— start of TEXT EXTRACT —

During six of the last nine years, the club has operated at a loss, including a net loss of $38,552 in fiscal year 1988. To stay afloat, the club has had to borrow money from banks, principally from San Diego Trust & Savings Bank.

Debt Piling Up

Debt has been piled upon debt, including the original loan to build the clubhouse in 1970. Depending on who is counting, the current debt is at least $700,000, and some members say that, because even more money has been borrowed to pay for joining the new Symphony Towers club, it may be more like $1.3 million.

“It’s been difficult for a number of years,” said Robert Scott, president of the University Club and owner of an engineering firm. “We’ve had to struggle to keep above the water. We’ve kept operations alive often by borrowing against our property. We’ve used it as collateral for loans to continue the club.”

In 1984, the club’s board of directors formed a committee to explore the possibility of moving the club. The committee contacted Charlton Raynd Development, a limited partnership that was planning to build the Symphony Towers, consisting of both a high-rise hotel and separate office tower over San Diego’s Symphony Hall.

It was Charlton Raynd’s plan to build a top-of-the-line, private dining and social club on the top floor of the building, which has sweeping views of downtown, the bay and the ocean. The firm chose as manager of the facility the Club Corp. of America, a huge company with more than 11,000 employees.

Advertisement

By December, 1987, negotiations to move the University Club to Symphony Towers were being held in earnest, with the club’s committee seeking, under orders of its board of directors, the best possible arrangement for the club and its members.

3-to-1 Vote Ratified Move

By March of last year, a tentative agreement was reached, calling for dissolving the University Club and paying to join the new Symphony Towers club. In early June, the board approved the tentative pact. At a special meeting June 28, the membership voted 156 to 58 to approve the agreement; a later vote reaffirmed the deal.

But, according to several dissident members, the negotiations with Club Corp. of America had been held in secret and little was known about the proposed agreement until shortly before the vote.

As a result, some members complained bitterly, accusing the board of directors of incompetence and charging that not enough had been done to see whether the club could be kept intact.

In an effort to derail the deal, a group of dissidents ran for positions on the board, but were defeated.

Responding to the complaints, the board of directors formed a new committee last summer and instructed it to evaluate the University Club’s physical condition and estimate the cost of upgrading the facility. The committee’s report, made in August, put the cost of extensive changes in the three-story, 45,000-square-foot building--from expanding the gym to modernizing the kitchen--at $870,000. The cost was considered by many to be prohibitive.

— end of TEXT EXTRACT —
— start of DATASET EXTRACT —

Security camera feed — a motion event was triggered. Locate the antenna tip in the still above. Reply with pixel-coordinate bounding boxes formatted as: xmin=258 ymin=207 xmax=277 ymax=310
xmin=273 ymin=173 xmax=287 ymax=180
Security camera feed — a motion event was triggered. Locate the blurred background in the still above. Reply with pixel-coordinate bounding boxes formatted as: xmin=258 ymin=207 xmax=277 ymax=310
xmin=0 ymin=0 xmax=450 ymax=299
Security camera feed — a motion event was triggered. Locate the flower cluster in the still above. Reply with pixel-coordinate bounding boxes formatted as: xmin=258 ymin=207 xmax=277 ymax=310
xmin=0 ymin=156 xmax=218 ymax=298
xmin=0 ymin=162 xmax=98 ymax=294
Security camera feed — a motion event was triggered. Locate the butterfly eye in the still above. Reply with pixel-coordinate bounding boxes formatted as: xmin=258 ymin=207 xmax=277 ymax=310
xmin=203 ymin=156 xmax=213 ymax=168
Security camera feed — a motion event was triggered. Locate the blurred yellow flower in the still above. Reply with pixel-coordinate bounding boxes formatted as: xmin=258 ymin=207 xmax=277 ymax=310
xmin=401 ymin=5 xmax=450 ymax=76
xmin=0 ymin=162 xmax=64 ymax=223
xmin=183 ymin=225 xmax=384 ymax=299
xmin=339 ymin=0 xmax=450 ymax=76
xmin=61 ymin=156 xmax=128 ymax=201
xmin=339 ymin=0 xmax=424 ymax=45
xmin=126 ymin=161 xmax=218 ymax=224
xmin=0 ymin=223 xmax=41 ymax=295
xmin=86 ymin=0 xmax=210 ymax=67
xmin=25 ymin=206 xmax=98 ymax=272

— end of DATASET EXTRACT —

→ INSTRUCTIONS:
**1)** Answer these questions from the University Club article, writing each answer on its own line with the matching letter.
(a) What net loss did the club have in fiscal year 1988?
(b) What was the membership vote at the special meeting on June 28?
(c) What cost did the committee's August report give for extensive changes to the building?
**2)** Decide whether each statement agrees with the University Club article. Answer yes or no, and quote the words from the article that decide it.
(a) The clubhouse was built with a loan in 1970.
(b) The dissidents who ran for positions on the board won.
(c) Club Corp. of America has more than 11,000 employees.
**3)** List every dollar amount that appears in the University Club article.
None of the entries are needed for the work here.

→ RESULTS:
**1)**
(a) $38,552
(b) 156 to 58
(c) $870,000

**2)**
(a) Yes: "including the original loan to build the clubhouse in 1970"
(b) No: "a group of dissidents ran for positions on the board, but were defeated"
(c) Yes: "a huge company with more than 11,000 employees"

**3)**
$38,552
$700,000
$1.3 million
$870,000